### REQUEST 1
In the forum post, what grid size does the poster say their grid has?

Issue with a much larger grid than data

Ethan2002 · September 17, 2024, 2:39pm

The following is an excercise code I worked out for the Nvidia CUDA C++ course. It doesn’t produce the right answer. The only difference between my code and the solution is how the grid is defined. My grid size is much larger than 100x200, being 256 x 256 = 65,536. I was thinking that the if statement in the kernel fuction should clearly tell the GPU not to use the redundant blocks and threads.

My grid definition is:

  dim3 threads_per_block(16, 16, 1);
  dim3 number_of_blocks(16, 16, 1);

The grid definition from the solution is more restrained and well calculated:

 dim3 tblocks(32, 16, 1);
 dim3 grid((nj/tblocks.x)+1, (ni/tblocks.y)+1, 1);

Could any one tell me why my code doesn’t work properly?

#include <stdio.h>
#include <math.h>

// Simple define to index into a 1D array from 2D space
#define I2D(num, c, r) ((r)*(num)+(c))

/*
 * `step_kernel_mod` is currently a direct copy of the CPU reference solution
 * `step_kernel_ref` below. Accelerate it to run as a CUDA kernel.
 */

__global__ void step_kernel_mod(int ni, int nj, float fact, float* temp_in, float* temp_out)
{
  int i00, im10, ip10, i0m1, i0p1;
  float d2tdx2, d2tdy2;

  int row = blockIdx.x * blockDim.x + threadIdx.x;
  int col = blockIdx.y * blockDim.y + threadIdx.y;

  int j = row;
  int i = col;

  // loop over all points in domain (except boundary)
  if (j >= 1 && j < nj -1 && i >=1 && i < ni - 1)
  {
      // find indices into linear memory
      // for central point and neighbours
      i00 = I2D(ni, i, j);
      im10 = I2D(ni, i-1, j);
      ip10 = I2D(ni, i+1, j);
      i0m1 = I2D(ni, i, j-1);
      i0p1 = I2D(ni, i, j+1);

      // evaluate derivatives
      d2tdx2 = temp_in[im10]-2*temp_in[i00]+temp_in[ip10];
      d2tdy2 = temp_in[i0m1]-2*temp_in[i00]+temp_in[i0p1];

      // update temperatures
      temp_out[i00] = temp_in[i00]+fact*(d2tdx2 + d2tdy2);
      //printf("Thread (%d, %d): i00 = %d, temp_in[i00] = %f, temp_out[i00] = %f\n", i, j, i00, temp_in[i00], temp_out[i00]);
      // if (j == 1) printf("j = %d\n", j);
      // if (i == 1) printf("i = %d\n", i);
      // if (j == nj - 2) printf("nj - 2 = %d\n", nj - 2);
      // if (i == ni - 2) printf("ni - 2 = %d\n", ni - 2);
      // if (i == 198) printf("i = %d", i);
  }
}

void step_kernel_ref(int ni, int nj, float fact, float* temp_in, float* temp_out)

### ROWS
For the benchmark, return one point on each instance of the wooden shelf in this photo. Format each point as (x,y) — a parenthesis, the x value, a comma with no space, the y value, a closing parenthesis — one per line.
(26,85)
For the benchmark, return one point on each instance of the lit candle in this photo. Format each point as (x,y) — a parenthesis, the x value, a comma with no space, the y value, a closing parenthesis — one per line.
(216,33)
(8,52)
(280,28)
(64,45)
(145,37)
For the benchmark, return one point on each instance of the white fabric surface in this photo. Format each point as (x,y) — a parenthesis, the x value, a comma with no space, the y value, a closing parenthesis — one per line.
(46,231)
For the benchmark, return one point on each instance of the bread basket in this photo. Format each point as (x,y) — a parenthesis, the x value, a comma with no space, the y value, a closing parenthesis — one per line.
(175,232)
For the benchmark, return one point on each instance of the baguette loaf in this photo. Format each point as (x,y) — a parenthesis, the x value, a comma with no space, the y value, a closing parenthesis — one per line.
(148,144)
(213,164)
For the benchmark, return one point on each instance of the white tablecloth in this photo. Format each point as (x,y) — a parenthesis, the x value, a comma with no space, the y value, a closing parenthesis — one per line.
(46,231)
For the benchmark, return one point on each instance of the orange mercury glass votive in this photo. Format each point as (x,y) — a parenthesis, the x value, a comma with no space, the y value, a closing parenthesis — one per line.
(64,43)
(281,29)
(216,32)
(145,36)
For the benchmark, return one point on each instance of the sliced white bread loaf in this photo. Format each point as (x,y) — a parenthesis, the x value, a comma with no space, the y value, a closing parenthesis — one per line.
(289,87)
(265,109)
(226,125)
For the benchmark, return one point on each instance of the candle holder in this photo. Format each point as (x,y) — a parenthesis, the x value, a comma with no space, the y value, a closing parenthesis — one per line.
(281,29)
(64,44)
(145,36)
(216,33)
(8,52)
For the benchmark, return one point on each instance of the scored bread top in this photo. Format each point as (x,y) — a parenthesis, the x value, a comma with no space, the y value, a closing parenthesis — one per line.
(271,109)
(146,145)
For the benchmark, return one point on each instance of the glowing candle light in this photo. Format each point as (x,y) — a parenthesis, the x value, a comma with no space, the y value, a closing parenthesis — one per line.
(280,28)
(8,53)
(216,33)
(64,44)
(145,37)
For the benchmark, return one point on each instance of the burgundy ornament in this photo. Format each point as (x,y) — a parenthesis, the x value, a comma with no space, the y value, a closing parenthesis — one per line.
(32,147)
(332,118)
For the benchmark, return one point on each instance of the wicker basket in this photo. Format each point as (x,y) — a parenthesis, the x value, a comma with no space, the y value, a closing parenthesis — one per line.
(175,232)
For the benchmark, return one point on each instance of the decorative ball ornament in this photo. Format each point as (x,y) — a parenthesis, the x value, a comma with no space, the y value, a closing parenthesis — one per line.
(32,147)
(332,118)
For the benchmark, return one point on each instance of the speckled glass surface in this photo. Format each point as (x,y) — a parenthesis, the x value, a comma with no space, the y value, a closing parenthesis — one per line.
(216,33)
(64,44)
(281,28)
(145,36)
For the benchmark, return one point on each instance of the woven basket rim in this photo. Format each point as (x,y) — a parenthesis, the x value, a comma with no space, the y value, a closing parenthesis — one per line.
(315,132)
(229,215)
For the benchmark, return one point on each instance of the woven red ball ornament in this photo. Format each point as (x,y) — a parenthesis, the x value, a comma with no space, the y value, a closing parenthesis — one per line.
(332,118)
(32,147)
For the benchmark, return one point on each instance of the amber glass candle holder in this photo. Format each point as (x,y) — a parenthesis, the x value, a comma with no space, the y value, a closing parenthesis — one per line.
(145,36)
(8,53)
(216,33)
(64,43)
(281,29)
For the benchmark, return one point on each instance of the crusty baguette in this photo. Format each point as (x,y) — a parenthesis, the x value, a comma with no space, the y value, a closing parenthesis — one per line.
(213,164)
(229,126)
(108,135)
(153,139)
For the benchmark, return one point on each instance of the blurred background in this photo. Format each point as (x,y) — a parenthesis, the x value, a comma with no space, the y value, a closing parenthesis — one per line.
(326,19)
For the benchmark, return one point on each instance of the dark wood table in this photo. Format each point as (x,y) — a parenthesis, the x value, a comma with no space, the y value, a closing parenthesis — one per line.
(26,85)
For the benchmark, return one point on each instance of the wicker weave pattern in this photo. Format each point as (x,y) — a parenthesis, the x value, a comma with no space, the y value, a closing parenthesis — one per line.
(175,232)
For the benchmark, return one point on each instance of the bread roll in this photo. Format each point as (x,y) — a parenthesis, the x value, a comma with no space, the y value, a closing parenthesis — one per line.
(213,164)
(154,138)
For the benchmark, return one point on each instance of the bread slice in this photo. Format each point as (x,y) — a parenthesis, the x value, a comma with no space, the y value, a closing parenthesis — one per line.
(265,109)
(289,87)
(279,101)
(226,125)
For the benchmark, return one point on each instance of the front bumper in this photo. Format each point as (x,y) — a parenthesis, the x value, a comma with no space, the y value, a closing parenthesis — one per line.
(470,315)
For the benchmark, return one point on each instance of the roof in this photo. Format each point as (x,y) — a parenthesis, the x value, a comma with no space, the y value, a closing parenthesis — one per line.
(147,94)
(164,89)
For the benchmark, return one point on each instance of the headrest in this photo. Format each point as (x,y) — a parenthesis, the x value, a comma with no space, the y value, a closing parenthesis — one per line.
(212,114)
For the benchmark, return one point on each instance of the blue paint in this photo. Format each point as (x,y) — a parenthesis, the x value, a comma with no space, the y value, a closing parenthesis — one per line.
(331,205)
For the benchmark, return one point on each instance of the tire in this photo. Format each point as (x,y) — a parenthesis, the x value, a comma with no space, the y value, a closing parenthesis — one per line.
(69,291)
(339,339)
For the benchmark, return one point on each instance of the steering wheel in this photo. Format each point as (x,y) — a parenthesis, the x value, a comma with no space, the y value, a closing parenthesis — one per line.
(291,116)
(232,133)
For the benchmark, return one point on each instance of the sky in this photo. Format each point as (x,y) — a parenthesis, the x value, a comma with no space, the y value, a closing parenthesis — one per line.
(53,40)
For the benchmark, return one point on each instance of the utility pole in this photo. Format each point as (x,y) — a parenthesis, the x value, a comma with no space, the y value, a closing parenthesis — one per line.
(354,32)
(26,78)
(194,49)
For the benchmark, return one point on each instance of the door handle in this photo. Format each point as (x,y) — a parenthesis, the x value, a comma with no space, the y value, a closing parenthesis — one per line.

### REQUEST 2
Replace "benchmark" with "evaluation" in the lines of the listing from the line containing "of the utility" through the end of the listing, inclusive. Return only those lines, with all else unchanged.

### WORKED ANSWER 1
256 x 256 = 65,536

### WORKED ANSWER 2
For the evaluation, return one point on each instance of the utility pole in this photo. Format each point as (x,y) — a parenthesis, the x value, a comma with no space, the y value, a closing parenthesis — one per line.
(354,32)
(26,78)
(194,49)
For the evaluation, return one point on each instance of the door handle in this photo. Format each point as (x,y) — a parenthesis, the x value, a comma with no space, the y value, a closing parenthesis — one per line.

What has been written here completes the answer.